Count the lines below that contain the string "Target", treating uppercase and lowercase letters as distinct, and give only the number.

-------- Entries

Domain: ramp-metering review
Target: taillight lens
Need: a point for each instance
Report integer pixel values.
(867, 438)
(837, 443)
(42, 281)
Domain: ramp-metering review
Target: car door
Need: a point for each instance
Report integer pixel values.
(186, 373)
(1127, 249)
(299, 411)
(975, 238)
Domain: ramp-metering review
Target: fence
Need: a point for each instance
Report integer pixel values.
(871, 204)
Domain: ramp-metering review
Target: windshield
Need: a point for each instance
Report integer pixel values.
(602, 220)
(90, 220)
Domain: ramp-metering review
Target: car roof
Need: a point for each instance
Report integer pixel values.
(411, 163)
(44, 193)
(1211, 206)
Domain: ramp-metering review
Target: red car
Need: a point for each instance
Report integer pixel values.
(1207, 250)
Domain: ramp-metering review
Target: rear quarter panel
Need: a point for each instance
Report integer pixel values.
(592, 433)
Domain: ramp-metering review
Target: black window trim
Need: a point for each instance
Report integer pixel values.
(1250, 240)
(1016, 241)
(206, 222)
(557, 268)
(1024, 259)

----------------
-------- Entries

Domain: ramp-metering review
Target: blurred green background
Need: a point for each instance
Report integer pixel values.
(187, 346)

----------------

= Finished exercise =
9